### Stated goal
Would you repeat the listing exactly but omit every picture?

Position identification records
--------------------
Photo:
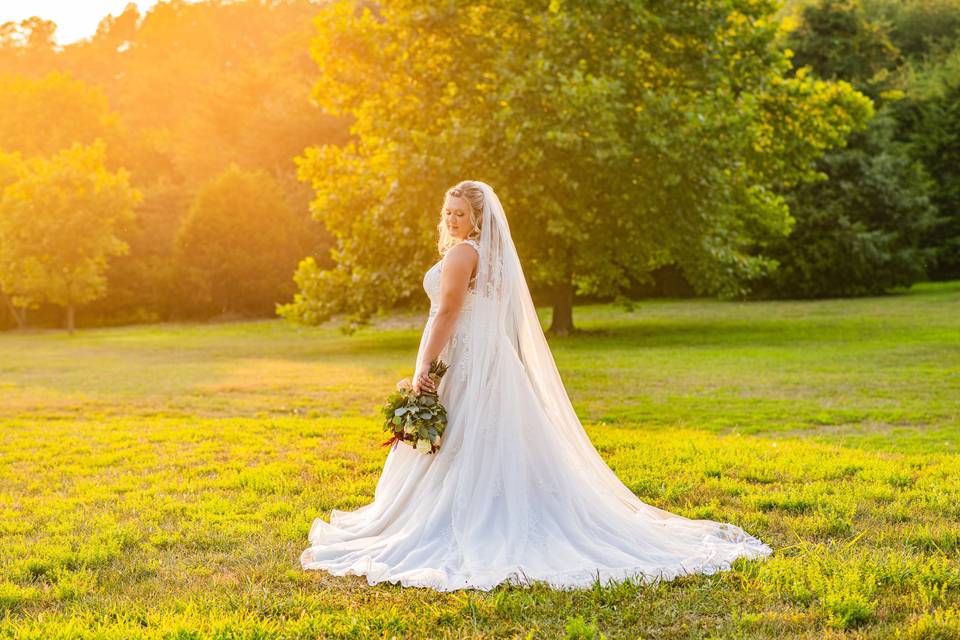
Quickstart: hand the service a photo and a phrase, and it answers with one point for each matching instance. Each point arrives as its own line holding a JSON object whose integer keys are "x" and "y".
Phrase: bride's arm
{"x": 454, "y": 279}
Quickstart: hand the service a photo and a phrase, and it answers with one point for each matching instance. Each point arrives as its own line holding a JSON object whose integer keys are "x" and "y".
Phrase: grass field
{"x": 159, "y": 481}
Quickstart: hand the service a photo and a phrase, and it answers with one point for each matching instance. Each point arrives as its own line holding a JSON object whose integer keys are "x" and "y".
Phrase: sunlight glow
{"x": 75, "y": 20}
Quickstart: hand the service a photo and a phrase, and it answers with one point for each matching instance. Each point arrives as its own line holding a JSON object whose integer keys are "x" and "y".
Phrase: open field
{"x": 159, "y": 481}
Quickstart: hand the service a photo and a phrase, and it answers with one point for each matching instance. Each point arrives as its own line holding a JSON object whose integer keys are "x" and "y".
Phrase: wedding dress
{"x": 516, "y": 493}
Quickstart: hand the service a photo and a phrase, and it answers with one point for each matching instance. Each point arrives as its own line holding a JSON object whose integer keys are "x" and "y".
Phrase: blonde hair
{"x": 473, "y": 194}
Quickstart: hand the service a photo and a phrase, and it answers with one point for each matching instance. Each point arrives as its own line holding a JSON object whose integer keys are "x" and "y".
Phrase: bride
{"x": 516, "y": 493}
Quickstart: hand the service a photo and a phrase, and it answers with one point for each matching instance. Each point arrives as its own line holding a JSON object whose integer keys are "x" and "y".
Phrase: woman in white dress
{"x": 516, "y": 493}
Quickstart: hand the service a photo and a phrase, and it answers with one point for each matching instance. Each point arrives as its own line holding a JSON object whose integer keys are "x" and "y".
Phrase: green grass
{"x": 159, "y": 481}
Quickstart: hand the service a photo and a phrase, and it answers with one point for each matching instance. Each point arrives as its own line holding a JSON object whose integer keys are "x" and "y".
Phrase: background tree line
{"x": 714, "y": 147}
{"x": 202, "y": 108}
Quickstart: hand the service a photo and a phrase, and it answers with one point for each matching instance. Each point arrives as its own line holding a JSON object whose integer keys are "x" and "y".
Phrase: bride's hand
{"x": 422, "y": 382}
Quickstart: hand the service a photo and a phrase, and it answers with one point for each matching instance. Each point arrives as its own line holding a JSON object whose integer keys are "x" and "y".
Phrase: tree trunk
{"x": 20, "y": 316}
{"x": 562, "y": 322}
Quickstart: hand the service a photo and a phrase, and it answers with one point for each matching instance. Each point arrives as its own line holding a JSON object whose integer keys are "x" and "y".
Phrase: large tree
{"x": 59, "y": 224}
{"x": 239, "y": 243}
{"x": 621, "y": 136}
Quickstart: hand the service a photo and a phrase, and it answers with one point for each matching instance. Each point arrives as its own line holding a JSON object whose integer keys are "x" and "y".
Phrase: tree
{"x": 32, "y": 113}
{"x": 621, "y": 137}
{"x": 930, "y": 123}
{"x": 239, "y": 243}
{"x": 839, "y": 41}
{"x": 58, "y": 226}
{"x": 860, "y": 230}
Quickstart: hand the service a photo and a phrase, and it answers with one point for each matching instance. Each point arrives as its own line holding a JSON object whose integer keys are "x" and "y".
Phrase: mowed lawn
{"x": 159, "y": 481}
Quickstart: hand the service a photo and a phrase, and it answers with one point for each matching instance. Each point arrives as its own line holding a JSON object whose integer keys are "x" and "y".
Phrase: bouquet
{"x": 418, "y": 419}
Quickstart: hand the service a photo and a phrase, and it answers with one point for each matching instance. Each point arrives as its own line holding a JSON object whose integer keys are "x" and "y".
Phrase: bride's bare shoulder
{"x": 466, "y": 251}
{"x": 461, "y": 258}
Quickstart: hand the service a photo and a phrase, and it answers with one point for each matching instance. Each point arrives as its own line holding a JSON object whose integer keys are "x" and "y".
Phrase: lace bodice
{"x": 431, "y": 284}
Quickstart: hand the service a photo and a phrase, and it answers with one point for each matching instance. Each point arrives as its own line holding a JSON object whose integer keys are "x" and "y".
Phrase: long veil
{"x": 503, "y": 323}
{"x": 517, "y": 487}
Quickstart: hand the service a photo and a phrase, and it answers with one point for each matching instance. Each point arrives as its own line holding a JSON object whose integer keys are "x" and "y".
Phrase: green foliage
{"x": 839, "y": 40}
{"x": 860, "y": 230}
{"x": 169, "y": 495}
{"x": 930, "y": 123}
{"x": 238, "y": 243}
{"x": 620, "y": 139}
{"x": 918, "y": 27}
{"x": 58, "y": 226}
--------------------
### Task solution
Photo:
Quickstart: hand the service a photo and a phrase, and it answers with one point for each matching instance. Each point arrives as its own line holding a JSON object whose integer keys are "x" and "y".
Phrase: bride's arm
{"x": 454, "y": 279}
Quickstart: hand the service a photo and a phrase, and it answers with one point for each matching instance. Each point arrives as its own line holding a JSON object whose integer keys are "x" and "y".
Phrase: grass field
{"x": 159, "y": 481}
Quickstart: hand the service a photo and a phrase, and it answers with one point for each matching instance. Each point arrives as its own line holding a JSON object whose integer keys are "x" and "y".
Phrase: sunlight glow
{"x": 75, "y": 20}
Quickstart: hand the service a photo and a phrase, and it answers with one point for each matching instance. Each point arrives as its own line holding a JSON object whose integer keys are "x" and "y".
Phrase: open field
{"x": 159, "y": 481}
Quickstart: hand the service a photo and a phrase, and it answers with one point for each matching instance. Each point arrives as its own line holding a JSON object whose integer keys are "x" and "y".
Phrase: wedding dress
{"x": 516, "y": 493}
Quickstart: hand the service a photo and a phrase, and it answers with one point for each matching instance. Each point arrives as its own line holding a JSON object whose integer keys are "x" and "y".
Phrase: blonde hair
{"x": 473, "y": 194}
Quickstart: hand the service a photo and a phrase, and it answers with one point for each matching instance. Each point arrives as its own line holding a JSON object whose integer keys are "x" and "y".
Phrase: bride
{"x": 516, "y": 493}
Quickstart: hand the service a photo and a phrase, and it answers with one point for each matching instance. Each point arrives as its own line holding a JSON object whose integer keys are "x" and "y".
Phrase: woman in white dress
{"x": 516, "y": 493}
Quickstart: hand the service a photo and a phrase, and it answers with one point for each matching instance. Each point arrives as its own line holding a JSON object whose integer keys are "x" and "y".
Phrase: green grass
{"x": 159, "y": 481}
Quickstart: hand the service a photo and a phrase, and it answers with one point for each matching instance. Each point arrives as its own line holding a JSON object whose integer keys are "x" and "y".
Phrase: background tree line
{"x": 714, "y": 147}
{"x": 202, "y": 108}
Quickstart: hand the service a photo and a phrase, and it answers with one point for each matching instance. Each point arrives as its own line holding a JSON object whose integer keys are "x" and "y".
Phrase: bride's hand
{"x": 422, "y": 382}
Quickstart: hand the service a photo and a phrase, and it answers with one point for each matching instance. Each point arrives as its own line holding a JSON object whose integer keys are "x" and "y".
Phrase: tree trunk
{"x": 20, "y": 316}
{"x": 562, "y": 322}
Quickstart: hand the service a photo and a phrase, and it answers with one point for each matching instance. Each point arrives as its own line holding a JSON object whose integer keys are "x" and "y".
Phrase: large tree
{"x": 59, "y": 224}
{"x": 239, "y": 243}
{"x": 621, "y": 136}
Quickstart: hand the service a photo and a phrase, and it answers with one point for each matching instance. Each point arrives as its own line holding a JSON object whose integer keys are "x" and "y".
Phrase: tree
{"x": 32, "y": 113}
{"x": 621, "y": 137}
{"x": 930, "y": 123}
{"x": 239, "y": 243}
{"x": 839, "y": 41}
{"x": 58, "y": 226}
{"x": 860, "y": 230}
Quickstart: hand the service a photo and a phrase, and it answers with one point for each matching instance. Each point arrives as its own line holding a JSON object whose integer keys are "x" and "y".
Phrase: mowed lawn
{"x": 159, "y": 481}
Quickstart: hand the service a photo and a phrase, and it answers with one point for each matching instance. Each point arrives as its own line holding a JSON object whose integer keys are "x" and "y".
Phrase: bouquet
{"x": 418, "y": 419}
Quickstart: hand the service a photo and a phrase, and it answers with one point for each matching instance. Each point arrives as its own line holding a JSON object whose integer keys are "x" and "y".
Phrase: bride's bare shoulder
{"x": 466, "y": 251}
{"x": 461, "y": 258}
Quickstart: hand the service a photo and a phrase, and it answers with one point for each matching instance. Each point arrives as its own line holding a JSON object whose integer keys are "x" and "y".
Phrase: lace bodice
{"x": 431, "y": 284}
Quickstart: hand the service a photo and a phrase, and it answers with one point for each matching instance. Each point arrives as its own line holding a JSON object whose integer keys are "x" and "y".
Phrase: long veil
{"x": 503, "y": 323}
{"x": 517, "y": 487}
Quickstart: hand the service a photo and a phrase, and it answers with one point for each matching instance. Each point arrives as its own line holding a JSON object whose integer keys are "x" and "y".
Phrase: green foliage
{"x": 839, "y": 40}
{"x": 860, "y": 230}
{"x": 169, "y": 495}
{"x": 930, "y": 123}
{"x": 238, "y": 243}
{"x": 620, "y": 139}
{"x": 918, "y": 27}
{"x": 58, "y": 226}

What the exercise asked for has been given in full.